- _WHAT THE TASK REQUIRES_
Each record should be reproduced exactly.

___ SUPPLIED ENTRIES ___

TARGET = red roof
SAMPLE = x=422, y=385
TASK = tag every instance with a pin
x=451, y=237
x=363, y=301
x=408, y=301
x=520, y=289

___

- _COMPLETED TASK_
TARGET = red roof
SAMPLE = x=422, y=385
TASK = tag every instance with a pin
x=451, y=237
x=363, y=301
x=408, y=301
x=520, y=289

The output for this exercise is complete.